MATERIAL PROVIDED:
╔══

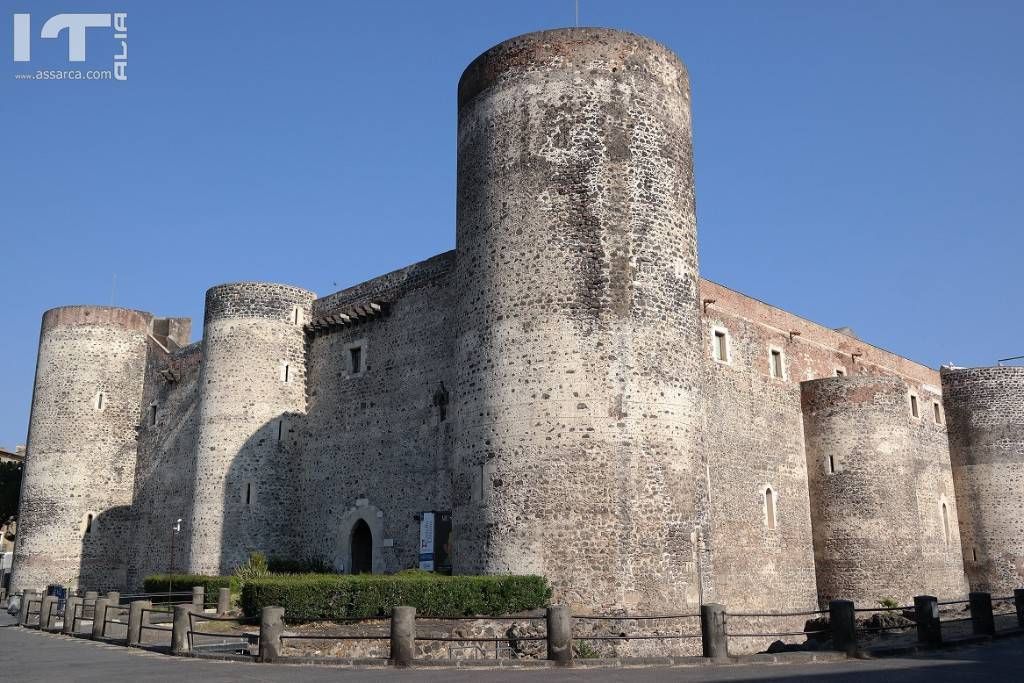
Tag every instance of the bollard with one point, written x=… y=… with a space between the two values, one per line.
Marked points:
x=98 y=617
x=271 y=625
x=402 y=636
x=982 y=622
x=89 y=603
x=926 y=613
x=180 y=629
x=223 y=600
x=844 y=626
x=136 y=619
x=46 y=609
x=27 y=598
x=559 y=635
x=71 y=607
x=713 y=636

╚══

DIRECTIONS: Rewrite the lines above as a numbered list, omitting blank lines and leaving out the pictures.

COMPLETED TASK:
1. Tag every instance of the bollard with one point, written x=… y=… with a space between the two values, one per line.
2. Marked points:
3. x=98 y=617
4. x=271 y=625
5. x=402 y=636
6. x=982 y=622
7. x=89 y=603
8. x=926 y=613
9. x=180 y=629
10. x=223 y=600
11. x=844 y=626
12. x=136 y=619
13. x=46 y=609
14. x=27 y=598
15. x=559 y=635
16. x=71 y=607
17. x=713 y=636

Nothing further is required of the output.